→ **STATED EXERCISE**
What follows is a set of records, each of which is to be written out exactly.
......
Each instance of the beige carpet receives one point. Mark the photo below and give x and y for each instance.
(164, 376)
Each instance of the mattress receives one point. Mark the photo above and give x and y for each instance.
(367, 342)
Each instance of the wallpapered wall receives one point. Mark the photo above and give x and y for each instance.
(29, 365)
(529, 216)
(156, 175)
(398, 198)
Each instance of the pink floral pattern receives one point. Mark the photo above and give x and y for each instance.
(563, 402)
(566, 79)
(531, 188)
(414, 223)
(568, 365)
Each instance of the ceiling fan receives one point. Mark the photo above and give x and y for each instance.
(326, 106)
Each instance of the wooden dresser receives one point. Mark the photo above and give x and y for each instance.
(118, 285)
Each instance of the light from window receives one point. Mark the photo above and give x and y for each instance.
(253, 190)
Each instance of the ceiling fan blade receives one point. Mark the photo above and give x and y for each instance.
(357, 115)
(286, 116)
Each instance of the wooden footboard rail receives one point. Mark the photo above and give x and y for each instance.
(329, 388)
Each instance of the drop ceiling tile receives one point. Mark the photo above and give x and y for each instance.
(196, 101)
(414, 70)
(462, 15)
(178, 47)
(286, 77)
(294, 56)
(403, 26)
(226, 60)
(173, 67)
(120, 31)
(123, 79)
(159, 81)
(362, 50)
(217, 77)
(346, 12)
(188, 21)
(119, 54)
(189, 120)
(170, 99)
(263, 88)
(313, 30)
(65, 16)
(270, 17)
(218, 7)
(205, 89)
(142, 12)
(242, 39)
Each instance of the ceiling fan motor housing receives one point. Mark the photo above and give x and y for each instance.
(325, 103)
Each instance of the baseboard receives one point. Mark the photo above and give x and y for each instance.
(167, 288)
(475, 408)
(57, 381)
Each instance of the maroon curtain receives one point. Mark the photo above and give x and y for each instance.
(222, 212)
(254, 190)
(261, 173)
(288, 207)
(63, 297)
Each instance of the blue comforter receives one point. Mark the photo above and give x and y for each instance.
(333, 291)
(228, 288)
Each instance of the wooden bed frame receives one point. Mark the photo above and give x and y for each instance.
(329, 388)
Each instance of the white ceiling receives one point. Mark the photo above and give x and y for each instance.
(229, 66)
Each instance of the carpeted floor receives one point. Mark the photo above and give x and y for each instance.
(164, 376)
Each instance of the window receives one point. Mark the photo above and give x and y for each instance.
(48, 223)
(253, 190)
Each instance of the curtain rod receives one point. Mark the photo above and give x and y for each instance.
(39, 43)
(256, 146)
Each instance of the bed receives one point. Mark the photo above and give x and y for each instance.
......
→ **ANSWER TO THE PROBLEM**
Each instance of the beige carpet receives one point. Mark the photo below and give x and y for each instance.
(164, 376)
Each instance of the mattress receives one point. Mark the photo above and give x and y for each instance.
(367, 342)
Each instance of the wallpapered wall receives one point. Mark the photo above and give x and y for each instance.
(29, 365)
(529, 216)
(156, 175)
(398, 198)
Each instance of the pink floral pattern receives one point. Mark the photo above and give x and y for each instance.
(563, 402)
(566, 79)
(531, 188)
(414, 223)
(568, 365)
Each instance of the ceiling fan receives one point. Mark the photo above and give x and y for each instance.
(326, 106)
Each instance of the wooden dresser receives one point. Mark the photo above and give x and y for each instance.
(118, 285)
Each instance of the light from window receives one point. Mark the photo above and give x and y for each instance.
(253, 190)
Each instance of the ceiling fan blade receives one point. Mark the photo above and give x and y for each instance.
(357, 115)
(286, 116)
Each instance of the wooden footboard rail receives one point. Mark the photo above and give x and y for each instance.
(329, 388)
Each instance of the drop ceiling tile receives one point. Mark the photo above and give x and y for each instance.
(196, 101)
(414, 70)
(462, 15)
(178, 47)
(286, 77)
(294, 56)
(403, 26)
(226, 60)
(173, 67)
(120, 31)
(123, 79)
(159, 81)
(362, 50)
(217, 77)
(346, 12)
(188, 21)
(119, 54)
(189, 120)
(170, 99)
(263, 88)
(313, 30)
(65, 16)
(270, 17)
(218, 7)
(205, 89)
(142, 12)
(242, 39)
Each instance of the ceiling fan motor housing receives one point. Mark the photo above and give x and y for each instance.
(325, 103)
Each instance of the baseboard receives one point. Mark the photo above and give x and y for each instance.
(167, 288)
(475, 408)
(57, 381)
Each instance of the maroon curtain receives one point. Mark the photo above and give x and y for each instance.
(222, 212)
(254, 190)
(261, 173)
(288, 207)
(63, 297)
Each instance of the blue comforter receives one point. Mark the photo above and give x and y for each instance.
(333, 291)
(228, 288)
Each instance of the wooden bed frame receives one point. Mark the photo above and give x and y for each instance.
(329, 388)
Each instance of the white ceiling receives one point. Mark the photo above and give x and y for each instance.
(229, 66)
Each instance of the carpeted floor receives one point. Mark the photo above and give x and y for each instance.
(164, 376)
Each instance of the window receives one point. Mark the photo above and give x and y for each instance.
(48, 223)
(253, 190)
Each instance of the curtain rod receives one point. Mark the photo above and give x and y for each instance.
(39, 43)
(256, 146)
Each instance of the bed receives one point. Mark the photo above and give x and y for each instance.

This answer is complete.